◆ TASK DIRECTIONS:
Where in the listing does the word "white" appear? Report each line that holds it.

# # #

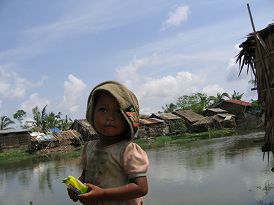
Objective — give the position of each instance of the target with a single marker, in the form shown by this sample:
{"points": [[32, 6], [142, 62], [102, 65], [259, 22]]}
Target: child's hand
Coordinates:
{"points": [[72, 195], [95, 194]]}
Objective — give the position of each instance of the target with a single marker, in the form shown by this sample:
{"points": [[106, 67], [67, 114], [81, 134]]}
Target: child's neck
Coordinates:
{"points": [[106, 141]]}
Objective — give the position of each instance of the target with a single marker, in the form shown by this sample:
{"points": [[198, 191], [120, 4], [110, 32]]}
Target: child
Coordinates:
{"points": [[114, 167]]}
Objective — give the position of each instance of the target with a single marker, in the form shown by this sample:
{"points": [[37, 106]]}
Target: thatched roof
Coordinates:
{"points": [[67, 135], [165, 116], [217, 110], [150, 121], [84, 124], [205, 121], [257, 54], [239, 102], [189, 115]]}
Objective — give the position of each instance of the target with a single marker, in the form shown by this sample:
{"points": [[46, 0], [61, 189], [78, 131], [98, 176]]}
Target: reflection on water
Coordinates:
{"points": [[223, 171]]}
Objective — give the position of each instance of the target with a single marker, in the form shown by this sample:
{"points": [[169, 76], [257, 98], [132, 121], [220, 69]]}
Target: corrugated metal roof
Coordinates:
{"points": [[150, 121], [189, 115], [239, 102], [217, 110], [166, 116]]}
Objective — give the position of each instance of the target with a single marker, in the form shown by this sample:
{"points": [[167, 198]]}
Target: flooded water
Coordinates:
{"points": [[224, 171]]}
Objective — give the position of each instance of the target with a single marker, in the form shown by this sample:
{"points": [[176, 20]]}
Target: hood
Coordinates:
{"points": [[127, 100]]}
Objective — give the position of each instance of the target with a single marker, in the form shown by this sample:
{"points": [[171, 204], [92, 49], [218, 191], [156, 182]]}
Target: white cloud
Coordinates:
{"points": [[14, 86], [212, 90], [177, 17], [73, 91], [33, 101]]}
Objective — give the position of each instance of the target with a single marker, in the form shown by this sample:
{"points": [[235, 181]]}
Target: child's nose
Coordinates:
{"points": [[111, 116]]}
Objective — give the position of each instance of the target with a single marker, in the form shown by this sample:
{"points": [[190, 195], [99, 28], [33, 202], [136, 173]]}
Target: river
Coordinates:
{"points": [[226, 171]]}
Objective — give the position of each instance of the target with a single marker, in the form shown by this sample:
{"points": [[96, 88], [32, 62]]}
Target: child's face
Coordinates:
{"points": [[108, 119]]}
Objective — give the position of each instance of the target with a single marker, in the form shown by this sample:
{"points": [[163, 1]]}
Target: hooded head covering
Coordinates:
{"points": [[127, 100]]}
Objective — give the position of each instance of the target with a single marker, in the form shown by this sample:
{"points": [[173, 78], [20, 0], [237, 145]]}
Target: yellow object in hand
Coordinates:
{"points": [[77, 186]]}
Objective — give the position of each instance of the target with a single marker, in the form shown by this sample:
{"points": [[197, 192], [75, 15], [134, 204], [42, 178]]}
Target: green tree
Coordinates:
{"points": [[178, 126], [169, 107], [5, 123], [19, 115], [237, 95], [196, 102]]}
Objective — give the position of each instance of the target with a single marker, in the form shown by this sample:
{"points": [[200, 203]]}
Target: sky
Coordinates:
{"points": [[54, 52]]}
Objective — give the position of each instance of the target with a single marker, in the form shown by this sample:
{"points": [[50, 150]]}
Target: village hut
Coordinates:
{"points": [[220, 118], [68, 137], [257, 56], [190, 118], [213, 111], [151, 127], [238, 108], [85, 129], [14, 138], [170, 120]]}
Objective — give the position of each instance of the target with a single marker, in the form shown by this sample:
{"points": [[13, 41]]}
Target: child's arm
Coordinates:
{"points": [[137, 188]]}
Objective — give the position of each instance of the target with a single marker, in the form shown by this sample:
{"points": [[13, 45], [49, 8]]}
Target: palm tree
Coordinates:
{"points": [[169, 107], [5, 123], [237, 95]]}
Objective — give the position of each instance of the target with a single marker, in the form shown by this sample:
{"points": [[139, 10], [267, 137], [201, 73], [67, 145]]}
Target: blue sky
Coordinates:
{"points": [[53, 52]]}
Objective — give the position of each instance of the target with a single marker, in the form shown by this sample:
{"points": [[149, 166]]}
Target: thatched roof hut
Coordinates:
{"points": [[190, 118], [14, 138], [68, 137], [151, 127], [257, 55]]}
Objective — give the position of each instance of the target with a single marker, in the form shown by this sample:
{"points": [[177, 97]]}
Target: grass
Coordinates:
{"points": [[18, 154], [164, 140]]}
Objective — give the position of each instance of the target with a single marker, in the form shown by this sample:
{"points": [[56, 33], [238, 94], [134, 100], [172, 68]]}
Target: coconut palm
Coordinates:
{"points": [[237, 95], [5, 123]]}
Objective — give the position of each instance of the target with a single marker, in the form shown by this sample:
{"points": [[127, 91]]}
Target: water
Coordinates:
{"points": [[225, 171]]}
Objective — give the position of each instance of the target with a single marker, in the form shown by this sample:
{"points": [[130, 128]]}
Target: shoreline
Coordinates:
{"points": [[20, 154]]}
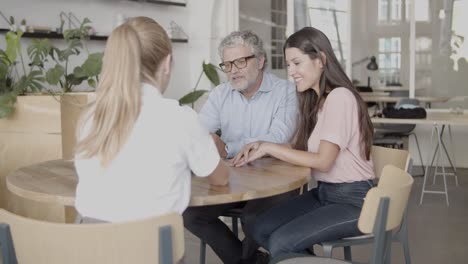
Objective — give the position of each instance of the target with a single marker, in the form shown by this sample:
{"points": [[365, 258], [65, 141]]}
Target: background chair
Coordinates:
{"points": [[153, 240], [382, 212], [381, 157], [390, 135]]}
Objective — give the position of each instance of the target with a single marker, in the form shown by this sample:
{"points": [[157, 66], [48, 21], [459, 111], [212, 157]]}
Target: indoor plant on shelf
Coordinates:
{"points": [[38, 112]]}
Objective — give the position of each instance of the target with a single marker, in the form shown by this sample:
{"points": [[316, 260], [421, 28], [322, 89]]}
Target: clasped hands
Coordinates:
{"points": [[249, 153]]}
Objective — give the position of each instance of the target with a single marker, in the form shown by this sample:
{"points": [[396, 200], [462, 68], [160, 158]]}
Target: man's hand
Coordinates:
{"points": [[249, 153], [220, 145]]}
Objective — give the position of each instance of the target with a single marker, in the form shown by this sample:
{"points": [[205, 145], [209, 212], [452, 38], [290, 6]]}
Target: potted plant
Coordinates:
{"points": [[211, 73], [38, 114]]}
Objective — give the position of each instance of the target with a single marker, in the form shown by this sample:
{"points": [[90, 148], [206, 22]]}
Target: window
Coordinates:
{"points": [[331, 16], [389, 11], [278, 33], [423, 62], [421, 11], [390, 60]]}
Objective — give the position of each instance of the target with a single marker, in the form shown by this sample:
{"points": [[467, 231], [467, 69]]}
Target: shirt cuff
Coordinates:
{"points": [[233, 148]]}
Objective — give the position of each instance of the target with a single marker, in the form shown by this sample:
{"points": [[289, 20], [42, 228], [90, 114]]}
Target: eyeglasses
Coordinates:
{"points": [[240, 63]]}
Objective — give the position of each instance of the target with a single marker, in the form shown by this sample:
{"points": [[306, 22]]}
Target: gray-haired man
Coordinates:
{"points": [[253, 105]]}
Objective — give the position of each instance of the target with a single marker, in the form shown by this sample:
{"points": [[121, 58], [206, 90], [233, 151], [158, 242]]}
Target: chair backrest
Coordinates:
{"points": [[139, 241], [394, 183], [395, 186], [382, 156]]}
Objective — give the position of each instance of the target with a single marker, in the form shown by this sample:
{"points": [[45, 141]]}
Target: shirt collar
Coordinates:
{"points": [[148, 89], [266, 85]]}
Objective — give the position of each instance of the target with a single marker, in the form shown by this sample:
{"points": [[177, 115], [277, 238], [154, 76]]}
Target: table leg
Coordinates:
{"points": [[437, 151]]}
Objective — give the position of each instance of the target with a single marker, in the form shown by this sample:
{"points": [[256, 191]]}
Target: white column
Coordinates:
{"points": [[412, 40]]}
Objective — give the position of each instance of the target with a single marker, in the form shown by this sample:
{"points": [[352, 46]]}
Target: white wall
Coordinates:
{"points": [[445, 81], [196, 19]]}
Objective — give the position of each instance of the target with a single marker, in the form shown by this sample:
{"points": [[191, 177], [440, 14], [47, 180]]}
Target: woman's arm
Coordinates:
{"points": [[323, 160], [220, 175]]}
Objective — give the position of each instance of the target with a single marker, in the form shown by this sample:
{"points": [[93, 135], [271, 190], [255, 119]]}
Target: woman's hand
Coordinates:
{"points": [[249, 153]]}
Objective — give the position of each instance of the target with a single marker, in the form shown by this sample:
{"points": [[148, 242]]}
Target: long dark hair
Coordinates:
{"points": [[314, 43]]}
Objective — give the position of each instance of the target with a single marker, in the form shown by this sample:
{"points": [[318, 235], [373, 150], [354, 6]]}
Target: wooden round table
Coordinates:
{"points": [[55, 182]]}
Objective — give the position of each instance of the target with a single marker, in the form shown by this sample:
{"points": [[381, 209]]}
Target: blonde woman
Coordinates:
{"points": [[136, 149]]}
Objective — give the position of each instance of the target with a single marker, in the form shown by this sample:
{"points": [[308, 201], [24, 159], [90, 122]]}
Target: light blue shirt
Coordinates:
{"points": [[269, 115]]}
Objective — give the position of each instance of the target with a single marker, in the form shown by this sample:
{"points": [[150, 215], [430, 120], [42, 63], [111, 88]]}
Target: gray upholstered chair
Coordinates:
{"points": [[382, 212], [381, 157]]}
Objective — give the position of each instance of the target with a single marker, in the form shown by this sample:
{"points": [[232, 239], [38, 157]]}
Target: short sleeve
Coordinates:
{"points": [[201, 152], [339, 117]]}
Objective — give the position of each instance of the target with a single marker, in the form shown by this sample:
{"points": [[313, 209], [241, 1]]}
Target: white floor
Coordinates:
{"points": [[437, 233]]}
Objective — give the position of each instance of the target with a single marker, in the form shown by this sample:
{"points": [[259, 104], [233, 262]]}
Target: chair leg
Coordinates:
{"points": [[235, 229], [327, 249], [405, 245], [202, 252], [419, 152], [347, 253], [402, 236]]}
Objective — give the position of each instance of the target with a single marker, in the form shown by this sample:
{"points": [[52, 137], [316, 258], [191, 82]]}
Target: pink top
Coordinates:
{"points": [[338, 123]]}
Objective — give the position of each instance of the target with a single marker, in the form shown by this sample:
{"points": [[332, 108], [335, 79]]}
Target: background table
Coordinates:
{"points": [[394, 99], [55, 182], [439, 119]]}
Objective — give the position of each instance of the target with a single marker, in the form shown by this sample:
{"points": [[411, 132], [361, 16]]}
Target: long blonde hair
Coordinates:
{"points": [[133, 54]]}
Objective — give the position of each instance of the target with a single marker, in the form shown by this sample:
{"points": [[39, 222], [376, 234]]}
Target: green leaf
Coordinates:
{"points": [[211, 72], [74, 80], [192, 97], [7, 104], [38, 51], [78, 72], [54, 75], [6, 111], [13, 45], [92, 83]]}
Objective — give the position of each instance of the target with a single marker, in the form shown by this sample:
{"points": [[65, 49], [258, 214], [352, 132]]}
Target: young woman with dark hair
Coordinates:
{"points": [[333, 138]]}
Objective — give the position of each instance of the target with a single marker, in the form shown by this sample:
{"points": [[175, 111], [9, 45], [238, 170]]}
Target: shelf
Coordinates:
{"points": [[55, 35], [160, 2]]}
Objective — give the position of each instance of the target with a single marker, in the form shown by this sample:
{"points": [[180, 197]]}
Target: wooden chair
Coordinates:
{"points": [[381, 157], [382, 212], [153, 240]]}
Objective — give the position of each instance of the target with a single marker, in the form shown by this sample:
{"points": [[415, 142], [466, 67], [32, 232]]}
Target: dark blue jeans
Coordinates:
{"points": [[203, 222], [325, 213]]}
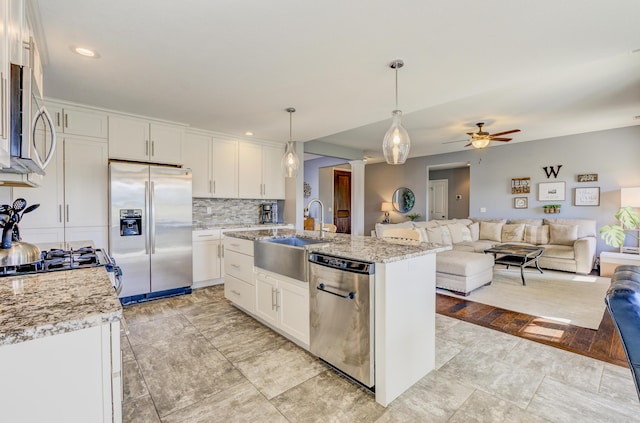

# # #

◆ FINAL ANSWER:
Target: white cloud
Target: white column
Target: white wall
Target: white floor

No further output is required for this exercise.